- READING PASSAGE
_ _ _ _ _ _ _
CakeChat is built on [Keras](https://keras.io/) and [Tensorflow](https://www.tensorflow.org).

The code is flexible and allows to condition model's responses by an arbitrary categorical variable.
For example, you can train your own persona-based neural conversational model[\[1\]](#f1)
or create an emotional chatting machine[\[2\]](#f2).

#### Main requirements

* python 3.5.2
* tensorflow 1.12.2
* keras 2.2.4

## Table of contents

1. [Network architecture and features](#network-architecture-and-features)
1. [Quick start](#quick-start)
1. [Setup for training and testing](#setup-for-training-and-testing)
1. [Docker](#docker)
1. [CPU-only setup](#cpu-only-setup)
1. [GPU-enabled setup](#gpu-enabled-setup)
1. [Manual setup](#manual-setup)
1. [Getting the pre-trained model](#getting-the-pre-trained-model)
_ _ _ _ _ _ _
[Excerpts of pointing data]
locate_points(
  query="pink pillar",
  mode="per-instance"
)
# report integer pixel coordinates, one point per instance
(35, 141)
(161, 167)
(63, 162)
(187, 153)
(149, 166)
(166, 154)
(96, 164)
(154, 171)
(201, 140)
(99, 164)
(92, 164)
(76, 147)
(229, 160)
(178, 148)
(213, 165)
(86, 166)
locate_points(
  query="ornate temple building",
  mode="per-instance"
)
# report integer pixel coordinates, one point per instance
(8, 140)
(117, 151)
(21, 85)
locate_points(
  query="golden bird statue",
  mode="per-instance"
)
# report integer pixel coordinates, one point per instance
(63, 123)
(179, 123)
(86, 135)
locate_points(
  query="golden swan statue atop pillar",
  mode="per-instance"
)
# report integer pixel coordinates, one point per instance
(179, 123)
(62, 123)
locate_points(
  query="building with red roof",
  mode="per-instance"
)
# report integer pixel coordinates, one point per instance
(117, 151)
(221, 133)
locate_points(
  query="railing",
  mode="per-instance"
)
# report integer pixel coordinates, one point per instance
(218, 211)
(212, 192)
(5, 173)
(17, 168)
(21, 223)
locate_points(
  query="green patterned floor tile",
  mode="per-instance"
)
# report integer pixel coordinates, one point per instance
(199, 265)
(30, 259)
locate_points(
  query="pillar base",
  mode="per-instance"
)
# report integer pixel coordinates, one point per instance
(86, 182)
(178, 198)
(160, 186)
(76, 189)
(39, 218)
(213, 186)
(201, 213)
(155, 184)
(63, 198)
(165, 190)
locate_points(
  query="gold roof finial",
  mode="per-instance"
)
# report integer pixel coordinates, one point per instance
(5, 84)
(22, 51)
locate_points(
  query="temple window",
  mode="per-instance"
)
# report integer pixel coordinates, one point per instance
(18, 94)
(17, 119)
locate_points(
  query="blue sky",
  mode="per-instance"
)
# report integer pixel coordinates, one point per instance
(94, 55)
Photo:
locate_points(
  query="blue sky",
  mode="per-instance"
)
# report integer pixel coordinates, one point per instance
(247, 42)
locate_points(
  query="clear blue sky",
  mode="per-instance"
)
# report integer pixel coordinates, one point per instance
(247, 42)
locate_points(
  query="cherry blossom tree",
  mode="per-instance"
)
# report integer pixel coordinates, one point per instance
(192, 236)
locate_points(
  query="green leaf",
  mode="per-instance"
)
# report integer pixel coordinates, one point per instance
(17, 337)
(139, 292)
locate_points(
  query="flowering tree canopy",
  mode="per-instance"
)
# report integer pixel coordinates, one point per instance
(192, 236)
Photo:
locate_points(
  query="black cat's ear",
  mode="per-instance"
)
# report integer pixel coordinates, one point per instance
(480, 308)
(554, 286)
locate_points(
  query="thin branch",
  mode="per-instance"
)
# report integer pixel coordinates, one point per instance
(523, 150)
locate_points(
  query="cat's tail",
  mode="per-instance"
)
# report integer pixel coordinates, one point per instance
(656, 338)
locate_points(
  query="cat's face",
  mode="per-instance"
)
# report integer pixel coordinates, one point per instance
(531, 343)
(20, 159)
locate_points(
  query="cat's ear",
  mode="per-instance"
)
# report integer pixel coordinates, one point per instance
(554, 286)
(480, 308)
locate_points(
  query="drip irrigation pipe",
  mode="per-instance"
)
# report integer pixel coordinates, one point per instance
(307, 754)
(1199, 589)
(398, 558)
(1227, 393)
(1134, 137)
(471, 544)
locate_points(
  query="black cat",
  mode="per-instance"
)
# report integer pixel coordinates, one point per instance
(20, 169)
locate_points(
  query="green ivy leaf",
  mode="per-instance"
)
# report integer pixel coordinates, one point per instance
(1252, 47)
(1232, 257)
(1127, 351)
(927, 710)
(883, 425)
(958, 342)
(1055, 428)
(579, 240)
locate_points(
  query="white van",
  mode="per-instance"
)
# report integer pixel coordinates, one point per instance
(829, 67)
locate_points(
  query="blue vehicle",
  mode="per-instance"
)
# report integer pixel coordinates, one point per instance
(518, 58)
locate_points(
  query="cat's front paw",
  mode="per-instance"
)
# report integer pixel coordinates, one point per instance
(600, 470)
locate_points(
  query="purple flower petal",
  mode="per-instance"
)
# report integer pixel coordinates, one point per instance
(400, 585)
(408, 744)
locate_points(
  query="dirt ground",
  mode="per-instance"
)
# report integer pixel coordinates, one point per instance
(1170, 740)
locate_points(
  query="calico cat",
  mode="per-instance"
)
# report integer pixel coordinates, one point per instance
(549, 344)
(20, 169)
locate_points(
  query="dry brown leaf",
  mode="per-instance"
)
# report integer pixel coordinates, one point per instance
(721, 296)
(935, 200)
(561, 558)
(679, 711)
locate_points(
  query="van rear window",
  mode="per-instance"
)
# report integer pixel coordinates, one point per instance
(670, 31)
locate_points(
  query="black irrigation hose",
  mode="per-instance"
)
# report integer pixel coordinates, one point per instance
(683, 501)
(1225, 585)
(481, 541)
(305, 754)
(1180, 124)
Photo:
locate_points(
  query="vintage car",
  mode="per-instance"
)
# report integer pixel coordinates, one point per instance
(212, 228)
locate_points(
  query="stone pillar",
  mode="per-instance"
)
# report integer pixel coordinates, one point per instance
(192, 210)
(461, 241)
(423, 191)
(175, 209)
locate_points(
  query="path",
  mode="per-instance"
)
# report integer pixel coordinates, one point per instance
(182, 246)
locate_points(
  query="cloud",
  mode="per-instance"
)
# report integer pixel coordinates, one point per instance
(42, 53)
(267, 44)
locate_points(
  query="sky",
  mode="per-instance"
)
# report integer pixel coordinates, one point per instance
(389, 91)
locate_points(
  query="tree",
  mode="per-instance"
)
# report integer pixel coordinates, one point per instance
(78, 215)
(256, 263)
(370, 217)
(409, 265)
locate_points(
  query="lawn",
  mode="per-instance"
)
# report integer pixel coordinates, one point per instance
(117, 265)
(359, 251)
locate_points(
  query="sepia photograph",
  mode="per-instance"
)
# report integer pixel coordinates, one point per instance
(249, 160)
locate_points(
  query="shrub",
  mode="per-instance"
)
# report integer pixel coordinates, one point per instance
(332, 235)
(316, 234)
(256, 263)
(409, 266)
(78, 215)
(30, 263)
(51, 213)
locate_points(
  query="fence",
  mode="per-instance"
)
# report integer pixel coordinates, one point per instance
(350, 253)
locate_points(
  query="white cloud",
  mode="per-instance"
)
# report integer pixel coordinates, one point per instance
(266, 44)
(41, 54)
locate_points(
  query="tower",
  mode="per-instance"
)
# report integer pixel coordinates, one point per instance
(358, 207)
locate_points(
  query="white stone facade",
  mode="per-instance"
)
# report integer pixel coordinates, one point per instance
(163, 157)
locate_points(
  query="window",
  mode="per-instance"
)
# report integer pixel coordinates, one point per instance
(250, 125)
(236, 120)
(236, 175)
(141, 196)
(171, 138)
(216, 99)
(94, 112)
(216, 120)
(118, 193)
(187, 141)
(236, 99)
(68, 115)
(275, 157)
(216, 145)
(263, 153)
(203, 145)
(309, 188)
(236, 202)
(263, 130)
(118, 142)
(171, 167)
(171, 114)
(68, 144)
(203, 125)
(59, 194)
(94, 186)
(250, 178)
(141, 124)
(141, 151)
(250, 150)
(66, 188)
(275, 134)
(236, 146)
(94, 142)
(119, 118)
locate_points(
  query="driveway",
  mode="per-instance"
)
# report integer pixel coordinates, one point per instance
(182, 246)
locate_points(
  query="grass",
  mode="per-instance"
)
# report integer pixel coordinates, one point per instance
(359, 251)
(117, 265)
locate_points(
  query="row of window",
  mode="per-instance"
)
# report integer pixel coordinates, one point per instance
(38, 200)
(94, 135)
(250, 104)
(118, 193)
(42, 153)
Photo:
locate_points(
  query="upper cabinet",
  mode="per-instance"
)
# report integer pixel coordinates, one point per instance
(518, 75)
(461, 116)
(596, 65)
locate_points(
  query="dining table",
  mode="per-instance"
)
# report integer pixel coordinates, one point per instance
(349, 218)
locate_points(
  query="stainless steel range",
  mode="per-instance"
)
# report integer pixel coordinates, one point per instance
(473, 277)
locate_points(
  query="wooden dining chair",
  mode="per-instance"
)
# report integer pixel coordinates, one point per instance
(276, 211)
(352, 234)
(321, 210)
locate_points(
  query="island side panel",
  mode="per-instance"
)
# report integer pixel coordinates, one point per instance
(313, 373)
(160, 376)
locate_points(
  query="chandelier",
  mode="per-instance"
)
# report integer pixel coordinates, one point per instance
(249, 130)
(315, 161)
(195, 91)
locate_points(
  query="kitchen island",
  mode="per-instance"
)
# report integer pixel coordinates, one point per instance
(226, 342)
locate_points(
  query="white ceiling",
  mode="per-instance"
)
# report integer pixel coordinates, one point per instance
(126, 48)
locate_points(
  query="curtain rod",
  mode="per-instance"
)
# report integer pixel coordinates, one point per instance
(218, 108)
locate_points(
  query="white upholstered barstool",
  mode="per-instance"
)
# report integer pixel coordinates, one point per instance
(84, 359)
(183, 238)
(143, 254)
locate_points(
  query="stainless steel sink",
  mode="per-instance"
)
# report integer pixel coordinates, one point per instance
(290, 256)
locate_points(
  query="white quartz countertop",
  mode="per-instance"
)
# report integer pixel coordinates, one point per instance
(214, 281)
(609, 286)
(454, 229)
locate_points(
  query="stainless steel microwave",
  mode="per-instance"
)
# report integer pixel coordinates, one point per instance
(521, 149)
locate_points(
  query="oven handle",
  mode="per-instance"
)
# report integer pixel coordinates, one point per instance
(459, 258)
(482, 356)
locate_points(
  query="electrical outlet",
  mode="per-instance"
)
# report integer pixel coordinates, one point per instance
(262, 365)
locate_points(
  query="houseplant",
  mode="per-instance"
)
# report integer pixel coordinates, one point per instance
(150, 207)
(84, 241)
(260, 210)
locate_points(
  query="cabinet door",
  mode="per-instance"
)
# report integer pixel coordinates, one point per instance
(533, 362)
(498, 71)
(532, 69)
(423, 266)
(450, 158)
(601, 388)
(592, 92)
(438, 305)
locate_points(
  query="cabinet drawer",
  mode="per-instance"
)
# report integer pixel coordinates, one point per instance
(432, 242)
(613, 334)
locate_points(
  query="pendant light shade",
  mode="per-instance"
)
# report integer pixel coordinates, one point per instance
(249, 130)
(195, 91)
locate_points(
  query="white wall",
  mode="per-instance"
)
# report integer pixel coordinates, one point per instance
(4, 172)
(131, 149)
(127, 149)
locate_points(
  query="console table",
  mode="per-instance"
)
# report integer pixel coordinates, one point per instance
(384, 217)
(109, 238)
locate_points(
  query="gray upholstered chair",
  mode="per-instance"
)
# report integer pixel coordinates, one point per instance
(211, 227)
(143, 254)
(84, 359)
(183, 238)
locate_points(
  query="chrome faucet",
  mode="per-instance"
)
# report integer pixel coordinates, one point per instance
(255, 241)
_ _ _ _ _ _ _
- TASKS TO PERFORM
1: Reproduce verbatim the stretch of the CakeChat excerpt from "1. [Network architecture" through "1. [Manual setup](#manual-setup)".
2: Decide whether each statement agrees with the CakeChat excerpt, answering yes or no and quoting the words that settle it:
(a) The listed Python version is 3.5.2.
(b) The listed keras version is 2.3.0.
(c) The code can condition the model's responses by an arbitrary categorical variable.
3: Answer from the CakeChat excerpt:
(a) Which tensorflow version appears under the main requirements?
(b) What kind of chatting machine does it say you can create?
(c) What is the final entry in the table of contents?
These records were taken from a separate source.

- RESPONSES TO THE EXERCISE
1:
1. [Network architecture and features](#network-architecture-and-features)
1. [Quick start](#quick-start)
1. [Setup for training and testing](#setup-for-training-and-testing)
1. [Docker](#docker)
1. [CPU-only setup](#cpu-only-setup)
1. [GPU-enabled setup](#gpu-enabled-setup)
1. [Manual setup](#manual-setup)

2:
(a) Yes: "python 3.5.2"
(b) No: "keras 2.2.4"
(c) Yes: "allows to condition model's responses by an arbitrary categorical variable"

3:
(a) tensorflow 1.12.2
(b) An emotional chatting machine
(c) Getting the pre-trained model